The experiment is based on surface-chemistry-induced changes of the surface stress at a metal gas interface, which in turn drive the sample to contract and expand.

"Like nature’s muscles, our actuator directly converts chemical energy into a mechanical response without generating heat or electricity first," Biener said. "This discovery opens the door to a new generation of chemical driven sensor and actuation devices."

The team selected nanoporous gold for a number of reasons including its remarkable catalytic properties, its open cell foam morphology, which allows for mass transport, and its ability to sustain high stresses.

The research showed that ozone exposure leads to oxygen absorption which triggers a sample contraction by modifying the surface stress. Exposure to carbon monoxide then restores the original sample dimensions by removing the absorbed oxygen.

Through molecular dynamics simulations, the team was able to independently test the effect of surface stress on the equilibrium shape of realistic models of nanoporous gold and its structural building blocks.

"These simulations allowed us to understand the stress-strain response of nanoporous gold," Biener said.

Other researchers involved in this study are Arne Wittstock, Luis Zepeda-Ruiz, Monika Biener, Alex Hamza from LLNL, as well as Professor Baeumer’s group from the Institut für Angewandte and Physikalische Chemie of University of Bremen and Professor Weissmueller’s group from the Institut für Nanotechnologie of the Forschungszentrum Karlsruhe, both in Germany.

The research appeared in the Nov. 30 issue of the journal, Nature Materials .

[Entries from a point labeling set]
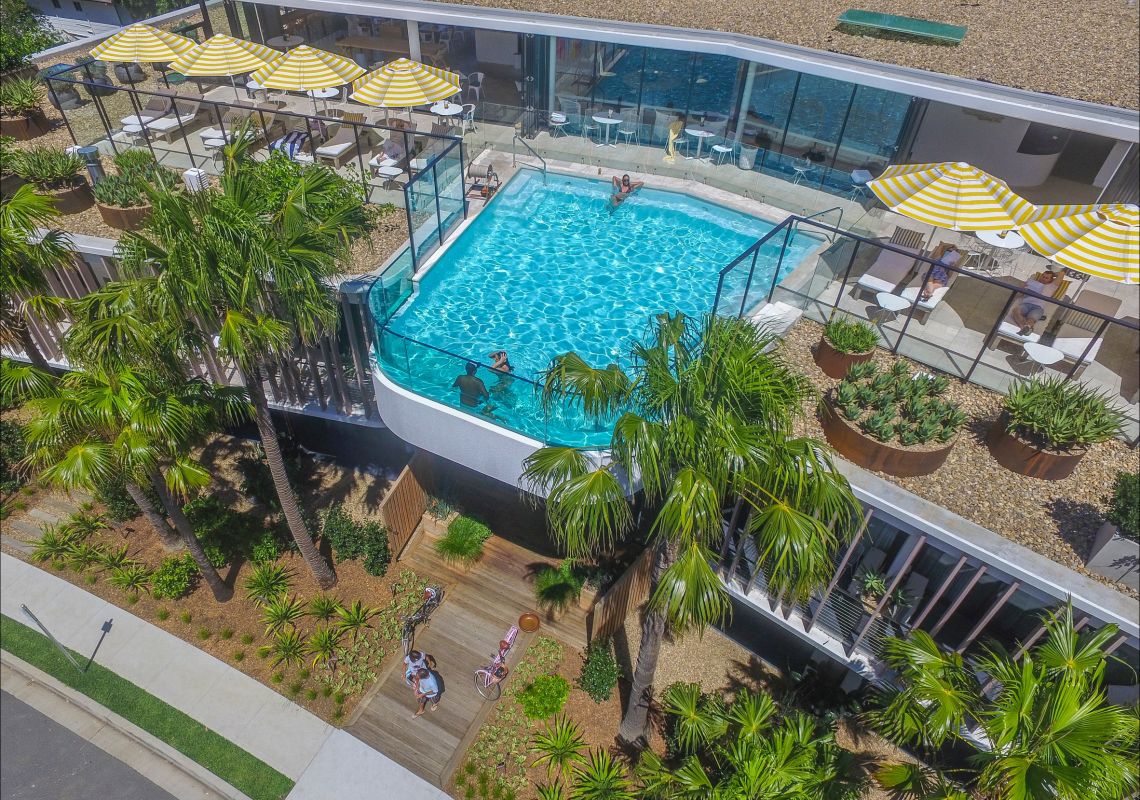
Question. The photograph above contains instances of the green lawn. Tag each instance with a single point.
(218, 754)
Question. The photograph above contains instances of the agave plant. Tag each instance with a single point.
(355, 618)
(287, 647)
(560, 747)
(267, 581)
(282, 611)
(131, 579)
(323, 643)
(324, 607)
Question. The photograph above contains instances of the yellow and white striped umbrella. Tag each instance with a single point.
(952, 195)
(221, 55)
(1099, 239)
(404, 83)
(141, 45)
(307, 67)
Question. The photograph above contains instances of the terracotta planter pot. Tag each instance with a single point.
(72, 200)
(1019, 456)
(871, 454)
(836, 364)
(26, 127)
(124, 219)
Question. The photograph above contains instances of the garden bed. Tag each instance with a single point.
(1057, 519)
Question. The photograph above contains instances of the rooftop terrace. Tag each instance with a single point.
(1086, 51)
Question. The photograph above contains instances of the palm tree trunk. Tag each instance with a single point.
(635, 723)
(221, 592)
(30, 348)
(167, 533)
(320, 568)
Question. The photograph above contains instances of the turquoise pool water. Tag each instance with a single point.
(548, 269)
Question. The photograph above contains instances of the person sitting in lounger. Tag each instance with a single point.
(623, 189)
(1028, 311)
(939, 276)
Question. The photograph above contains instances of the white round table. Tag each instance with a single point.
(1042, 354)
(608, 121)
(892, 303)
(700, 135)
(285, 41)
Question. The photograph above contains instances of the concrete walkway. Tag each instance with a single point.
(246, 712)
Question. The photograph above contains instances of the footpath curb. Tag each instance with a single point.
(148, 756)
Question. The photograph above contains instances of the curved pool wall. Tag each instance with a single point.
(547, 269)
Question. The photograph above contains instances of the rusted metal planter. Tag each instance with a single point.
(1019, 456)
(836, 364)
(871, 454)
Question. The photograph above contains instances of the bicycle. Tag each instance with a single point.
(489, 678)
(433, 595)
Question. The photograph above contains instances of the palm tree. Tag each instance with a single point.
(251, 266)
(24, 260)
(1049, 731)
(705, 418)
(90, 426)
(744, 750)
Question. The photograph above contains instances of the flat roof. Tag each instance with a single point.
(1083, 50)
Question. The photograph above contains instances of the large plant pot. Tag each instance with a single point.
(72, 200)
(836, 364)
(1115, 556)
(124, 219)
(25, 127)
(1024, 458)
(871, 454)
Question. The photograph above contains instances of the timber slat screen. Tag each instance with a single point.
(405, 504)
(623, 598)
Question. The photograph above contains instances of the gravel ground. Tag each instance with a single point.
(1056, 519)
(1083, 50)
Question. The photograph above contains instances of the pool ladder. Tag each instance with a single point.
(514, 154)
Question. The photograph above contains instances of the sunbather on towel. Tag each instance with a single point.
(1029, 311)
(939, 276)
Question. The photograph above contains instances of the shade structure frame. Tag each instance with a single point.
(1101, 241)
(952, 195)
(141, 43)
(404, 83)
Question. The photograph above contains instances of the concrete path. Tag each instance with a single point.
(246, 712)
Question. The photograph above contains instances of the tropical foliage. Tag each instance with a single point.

REQUESTS:
a) In the nanoporous gold text, what happens when the sample is exposed to carbon monoxide?
b) Write out everything in the entries from the line containing "Question. The photograph above contains instances of the pool" through the end of the entries, requests included, with 65 added to every coordinate in the answers.

OUTPUTS:
a) Carbon monoxide removes the absorbed oxygen, restoring the sample's original dimensions.

b)
Question. The photograph above contains instances of the pool ladder. Tag each instance with a single point.
(579, 219)
Question. The photograph above contains instances of the sunbather on towel. Tag each instance with a single point.
(1094, 376)
(1004, 341)
Question. The photograph above contains instances of the shade structure frame. Tag each instance with a single point.
(1166, 306)
(1017, 260)
(206, 108)
(469, 148)
Question. The photograph above contains instances of the concrete path. Tag each instance with a single point.
(311, 777)
Question. The photograph above contains instances of the tropical foliage. Tag each instance with a single point.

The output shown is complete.